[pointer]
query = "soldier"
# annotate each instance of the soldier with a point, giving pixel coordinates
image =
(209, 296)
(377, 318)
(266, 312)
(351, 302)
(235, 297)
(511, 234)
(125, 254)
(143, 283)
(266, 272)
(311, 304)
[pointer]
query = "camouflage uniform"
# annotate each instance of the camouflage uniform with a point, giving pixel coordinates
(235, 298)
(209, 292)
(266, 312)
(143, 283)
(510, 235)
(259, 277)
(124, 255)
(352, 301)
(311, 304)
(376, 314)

##############################

◆ **Exercise**
Every line above that includes the string "soldier" needs to be copied.

◆ **Answer to the exercise**
query = "soldier"
# annotate each instance of the soldier with a point, giving pixel coordinates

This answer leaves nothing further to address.